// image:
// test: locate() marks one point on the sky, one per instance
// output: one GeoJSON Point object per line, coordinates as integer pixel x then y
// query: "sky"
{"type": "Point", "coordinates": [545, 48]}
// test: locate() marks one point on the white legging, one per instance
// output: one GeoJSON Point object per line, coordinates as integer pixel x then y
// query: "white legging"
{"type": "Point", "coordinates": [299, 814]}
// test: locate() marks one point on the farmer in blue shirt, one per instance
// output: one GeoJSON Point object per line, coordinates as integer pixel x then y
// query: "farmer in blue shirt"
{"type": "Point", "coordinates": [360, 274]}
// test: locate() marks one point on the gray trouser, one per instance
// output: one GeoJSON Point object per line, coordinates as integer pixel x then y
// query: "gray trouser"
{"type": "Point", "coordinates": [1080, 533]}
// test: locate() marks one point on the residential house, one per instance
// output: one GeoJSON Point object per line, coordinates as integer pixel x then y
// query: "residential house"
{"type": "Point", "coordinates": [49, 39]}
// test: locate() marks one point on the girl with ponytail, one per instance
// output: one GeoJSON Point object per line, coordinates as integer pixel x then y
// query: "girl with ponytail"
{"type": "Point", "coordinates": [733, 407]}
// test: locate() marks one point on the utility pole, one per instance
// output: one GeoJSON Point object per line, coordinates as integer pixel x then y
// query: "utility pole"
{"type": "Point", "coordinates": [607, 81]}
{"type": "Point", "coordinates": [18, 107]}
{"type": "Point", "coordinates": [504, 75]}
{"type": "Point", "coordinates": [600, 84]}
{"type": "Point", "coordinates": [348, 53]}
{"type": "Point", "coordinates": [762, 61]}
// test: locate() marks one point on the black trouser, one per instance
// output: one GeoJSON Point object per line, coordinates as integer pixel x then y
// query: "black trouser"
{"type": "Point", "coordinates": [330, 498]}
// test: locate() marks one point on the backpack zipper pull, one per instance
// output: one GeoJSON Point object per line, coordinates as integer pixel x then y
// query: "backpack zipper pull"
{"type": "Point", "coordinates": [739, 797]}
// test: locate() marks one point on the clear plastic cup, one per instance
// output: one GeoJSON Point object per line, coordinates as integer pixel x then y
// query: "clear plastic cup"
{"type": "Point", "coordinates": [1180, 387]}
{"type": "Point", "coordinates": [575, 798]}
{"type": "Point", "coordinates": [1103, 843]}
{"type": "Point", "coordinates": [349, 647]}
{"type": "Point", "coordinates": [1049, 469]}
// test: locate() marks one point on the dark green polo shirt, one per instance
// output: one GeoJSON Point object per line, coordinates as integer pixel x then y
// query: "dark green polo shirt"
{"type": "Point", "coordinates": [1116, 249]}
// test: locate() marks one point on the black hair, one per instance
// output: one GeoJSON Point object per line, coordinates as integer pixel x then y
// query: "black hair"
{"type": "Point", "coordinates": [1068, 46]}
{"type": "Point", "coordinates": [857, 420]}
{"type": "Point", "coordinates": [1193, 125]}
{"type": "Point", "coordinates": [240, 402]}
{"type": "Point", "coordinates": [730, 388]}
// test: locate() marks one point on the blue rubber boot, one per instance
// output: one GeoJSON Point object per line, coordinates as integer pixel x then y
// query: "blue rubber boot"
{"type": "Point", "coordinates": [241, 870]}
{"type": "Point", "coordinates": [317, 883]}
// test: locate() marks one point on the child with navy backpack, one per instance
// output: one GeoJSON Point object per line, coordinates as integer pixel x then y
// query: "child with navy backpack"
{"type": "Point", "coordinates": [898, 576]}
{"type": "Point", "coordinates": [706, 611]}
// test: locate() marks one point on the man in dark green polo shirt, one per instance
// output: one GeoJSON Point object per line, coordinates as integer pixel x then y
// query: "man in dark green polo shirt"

**Exercise description**
Reproduce exactly, with nothing added, the lines from the one that contains "backpack, one per instance" to the end of the data.

**Correct response**
// test: locate() marks one point on the child with navy backpack, one per instance
// output: one GeoJSON Point object per line, coordinates as integer pixel x then y
// query: "child with navy backpack"
{"type": "Point", "coordinates": [898, 576]}
{"type": "Point", "coordinates": [706, 611]}
// test: locate() marks one point on the man in dark green polo shirt, one per instance
// output: one GeoJSON Point object per line, coordinates as integer pixel x then y
// query: "man in dark green polo shirt"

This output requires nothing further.